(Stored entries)
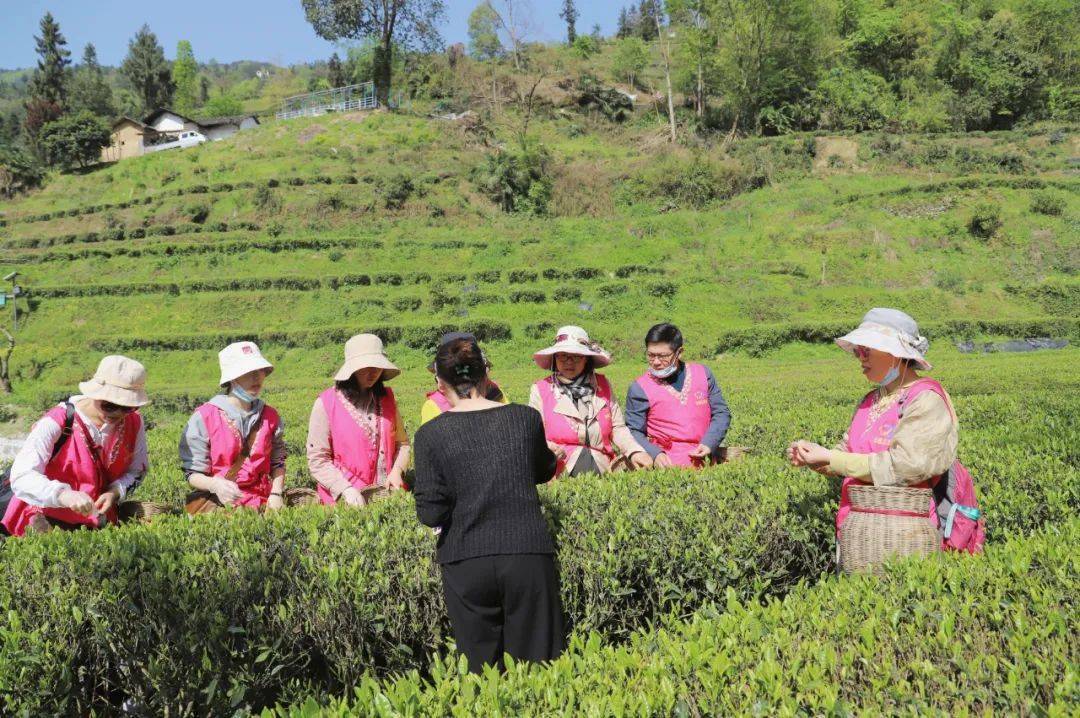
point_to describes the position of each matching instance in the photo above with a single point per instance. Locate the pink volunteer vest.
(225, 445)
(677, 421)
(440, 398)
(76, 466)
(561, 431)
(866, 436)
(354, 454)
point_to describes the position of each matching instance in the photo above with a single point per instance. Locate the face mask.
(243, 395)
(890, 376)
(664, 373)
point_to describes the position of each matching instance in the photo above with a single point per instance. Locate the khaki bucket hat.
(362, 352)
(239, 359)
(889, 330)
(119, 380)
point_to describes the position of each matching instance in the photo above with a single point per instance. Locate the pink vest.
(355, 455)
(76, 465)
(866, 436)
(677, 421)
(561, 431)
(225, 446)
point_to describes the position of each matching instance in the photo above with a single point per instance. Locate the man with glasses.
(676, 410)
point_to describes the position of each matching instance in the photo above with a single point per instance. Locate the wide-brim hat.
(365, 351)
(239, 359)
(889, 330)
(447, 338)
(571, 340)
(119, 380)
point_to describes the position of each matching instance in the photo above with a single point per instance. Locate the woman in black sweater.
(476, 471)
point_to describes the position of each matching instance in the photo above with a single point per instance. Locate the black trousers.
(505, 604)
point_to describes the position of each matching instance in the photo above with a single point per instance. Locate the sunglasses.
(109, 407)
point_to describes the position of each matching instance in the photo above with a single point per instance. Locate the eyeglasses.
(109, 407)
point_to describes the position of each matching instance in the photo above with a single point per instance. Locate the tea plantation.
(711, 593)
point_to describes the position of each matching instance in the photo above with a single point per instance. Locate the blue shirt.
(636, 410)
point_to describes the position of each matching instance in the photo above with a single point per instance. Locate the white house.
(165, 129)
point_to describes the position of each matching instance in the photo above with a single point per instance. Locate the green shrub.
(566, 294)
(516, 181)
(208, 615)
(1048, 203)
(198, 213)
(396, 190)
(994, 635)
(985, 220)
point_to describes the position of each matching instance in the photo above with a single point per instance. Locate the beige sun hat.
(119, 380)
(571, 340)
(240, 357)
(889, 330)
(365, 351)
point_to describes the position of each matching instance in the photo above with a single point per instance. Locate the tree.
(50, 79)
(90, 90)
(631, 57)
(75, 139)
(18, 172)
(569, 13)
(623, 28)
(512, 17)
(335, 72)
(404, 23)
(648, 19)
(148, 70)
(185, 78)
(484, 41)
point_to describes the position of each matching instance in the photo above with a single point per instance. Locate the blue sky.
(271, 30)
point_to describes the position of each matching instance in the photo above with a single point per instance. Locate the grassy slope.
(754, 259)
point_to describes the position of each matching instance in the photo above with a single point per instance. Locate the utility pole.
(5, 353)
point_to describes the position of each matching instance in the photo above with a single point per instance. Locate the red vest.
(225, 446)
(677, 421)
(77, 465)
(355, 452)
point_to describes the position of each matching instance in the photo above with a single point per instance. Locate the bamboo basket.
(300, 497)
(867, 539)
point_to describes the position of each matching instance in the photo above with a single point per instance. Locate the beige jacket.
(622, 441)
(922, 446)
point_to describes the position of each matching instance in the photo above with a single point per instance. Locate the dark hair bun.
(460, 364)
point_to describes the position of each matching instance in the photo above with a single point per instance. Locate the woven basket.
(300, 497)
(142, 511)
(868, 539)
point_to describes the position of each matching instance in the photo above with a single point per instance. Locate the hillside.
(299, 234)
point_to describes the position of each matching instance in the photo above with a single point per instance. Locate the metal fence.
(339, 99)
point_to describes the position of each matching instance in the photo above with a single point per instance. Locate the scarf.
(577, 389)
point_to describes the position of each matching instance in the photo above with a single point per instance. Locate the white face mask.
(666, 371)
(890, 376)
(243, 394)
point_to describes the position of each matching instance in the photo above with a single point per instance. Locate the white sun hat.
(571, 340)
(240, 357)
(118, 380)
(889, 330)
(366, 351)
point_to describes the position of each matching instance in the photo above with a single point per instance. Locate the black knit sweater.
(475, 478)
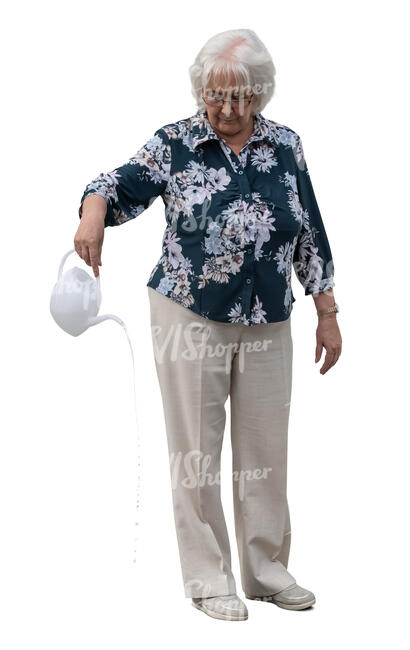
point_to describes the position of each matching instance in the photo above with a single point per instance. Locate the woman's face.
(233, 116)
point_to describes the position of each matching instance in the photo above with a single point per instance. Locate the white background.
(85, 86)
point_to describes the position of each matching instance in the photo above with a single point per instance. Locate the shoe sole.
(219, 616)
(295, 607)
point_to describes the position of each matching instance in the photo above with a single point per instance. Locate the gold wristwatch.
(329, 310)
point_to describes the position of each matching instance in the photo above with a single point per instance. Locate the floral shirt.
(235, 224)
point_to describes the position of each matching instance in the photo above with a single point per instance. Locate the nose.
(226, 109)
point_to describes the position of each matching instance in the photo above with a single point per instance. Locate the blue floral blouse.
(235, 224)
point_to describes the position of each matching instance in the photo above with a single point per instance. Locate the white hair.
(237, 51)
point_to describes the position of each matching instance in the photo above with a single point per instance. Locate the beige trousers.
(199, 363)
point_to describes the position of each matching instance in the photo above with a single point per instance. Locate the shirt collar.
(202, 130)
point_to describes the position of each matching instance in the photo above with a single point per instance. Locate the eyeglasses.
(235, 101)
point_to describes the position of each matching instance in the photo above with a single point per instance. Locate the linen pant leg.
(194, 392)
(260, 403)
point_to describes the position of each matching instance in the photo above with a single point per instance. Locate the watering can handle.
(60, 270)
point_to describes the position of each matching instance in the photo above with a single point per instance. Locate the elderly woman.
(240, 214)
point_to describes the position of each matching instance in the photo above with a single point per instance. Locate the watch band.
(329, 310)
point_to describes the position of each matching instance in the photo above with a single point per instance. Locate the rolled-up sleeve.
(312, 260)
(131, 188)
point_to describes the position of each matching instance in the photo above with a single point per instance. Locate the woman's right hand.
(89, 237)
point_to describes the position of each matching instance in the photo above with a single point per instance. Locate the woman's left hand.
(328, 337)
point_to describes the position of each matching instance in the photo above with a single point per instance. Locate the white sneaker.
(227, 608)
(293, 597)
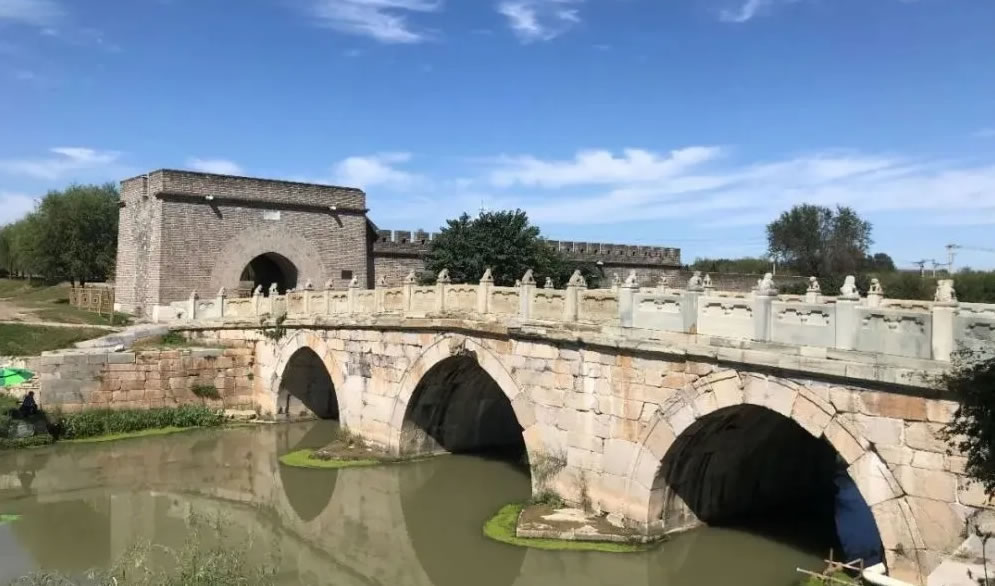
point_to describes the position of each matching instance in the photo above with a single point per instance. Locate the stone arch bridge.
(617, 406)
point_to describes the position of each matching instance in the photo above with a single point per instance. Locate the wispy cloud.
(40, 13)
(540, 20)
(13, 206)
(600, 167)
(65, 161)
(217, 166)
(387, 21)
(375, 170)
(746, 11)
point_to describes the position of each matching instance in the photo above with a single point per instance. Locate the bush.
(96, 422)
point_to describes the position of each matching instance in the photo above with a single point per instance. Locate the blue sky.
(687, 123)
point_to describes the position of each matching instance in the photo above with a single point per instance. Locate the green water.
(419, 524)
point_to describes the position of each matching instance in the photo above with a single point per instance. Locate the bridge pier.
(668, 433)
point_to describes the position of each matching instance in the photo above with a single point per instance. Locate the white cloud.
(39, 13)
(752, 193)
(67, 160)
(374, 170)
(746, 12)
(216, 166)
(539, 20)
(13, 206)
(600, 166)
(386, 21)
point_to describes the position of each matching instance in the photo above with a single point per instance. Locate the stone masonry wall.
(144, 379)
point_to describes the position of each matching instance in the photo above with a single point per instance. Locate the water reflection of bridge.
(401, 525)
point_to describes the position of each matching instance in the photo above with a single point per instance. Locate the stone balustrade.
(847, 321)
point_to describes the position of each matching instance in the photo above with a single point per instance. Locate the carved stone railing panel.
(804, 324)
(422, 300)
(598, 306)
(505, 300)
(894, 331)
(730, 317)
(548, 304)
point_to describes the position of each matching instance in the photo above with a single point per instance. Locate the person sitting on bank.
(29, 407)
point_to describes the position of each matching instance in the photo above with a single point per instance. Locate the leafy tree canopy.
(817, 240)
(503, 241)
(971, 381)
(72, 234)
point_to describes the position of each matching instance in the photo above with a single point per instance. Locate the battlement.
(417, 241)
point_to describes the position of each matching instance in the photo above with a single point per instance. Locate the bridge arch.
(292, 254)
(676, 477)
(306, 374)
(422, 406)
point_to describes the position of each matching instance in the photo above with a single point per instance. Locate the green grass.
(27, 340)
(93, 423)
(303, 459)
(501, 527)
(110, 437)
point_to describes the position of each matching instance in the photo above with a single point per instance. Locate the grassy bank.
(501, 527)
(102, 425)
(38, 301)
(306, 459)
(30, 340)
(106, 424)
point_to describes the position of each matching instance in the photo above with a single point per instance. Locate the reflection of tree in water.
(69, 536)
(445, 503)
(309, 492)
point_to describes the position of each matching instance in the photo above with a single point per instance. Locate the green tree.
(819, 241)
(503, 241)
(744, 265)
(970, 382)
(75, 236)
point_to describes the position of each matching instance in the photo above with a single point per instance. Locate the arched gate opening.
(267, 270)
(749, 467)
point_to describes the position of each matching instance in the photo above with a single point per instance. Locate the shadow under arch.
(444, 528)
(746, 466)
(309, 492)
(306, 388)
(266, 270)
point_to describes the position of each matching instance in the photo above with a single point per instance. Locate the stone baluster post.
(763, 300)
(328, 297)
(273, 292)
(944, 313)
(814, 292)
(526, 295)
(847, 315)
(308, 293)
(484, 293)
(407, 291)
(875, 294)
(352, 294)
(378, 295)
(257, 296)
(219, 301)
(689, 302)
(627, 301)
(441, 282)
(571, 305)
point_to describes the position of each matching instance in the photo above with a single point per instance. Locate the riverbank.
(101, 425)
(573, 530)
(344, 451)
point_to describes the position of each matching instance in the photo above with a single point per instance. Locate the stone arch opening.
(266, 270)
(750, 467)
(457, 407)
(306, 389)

● **Written task**
Exactly and only the lines from the one containing "stone baluster post." through the end of the material are to be reproduced, both ends included.

● **Response to the exercise**
point_to describes the position of each matching instance in the photo above with a single point per instance. Locate the stone baluster post.
(763, 300)
(328, 297)
(273, 292)
(944, 313)
(814, 292)
(526, 295)
(847, 315)
(308, 293)
(484, 293)
(407, 291)
(875, 294)
(352, 294)
(378, 295)
(257, 296)
(219, 301)
(689, 302)
(627, 301)
(441, 282)
(571, 305)
point_to describes the position of each matching instance in the photo above with a single point per instance. Locate the riverbank.
(101, 425)
(573, 530)
(344, 451)
point_to describes the position of each matching instance in the photo above with a single point per instance. Locate the stone arch opening.
(266, 270)
(750, 467)
(457, 407)
(306, 389)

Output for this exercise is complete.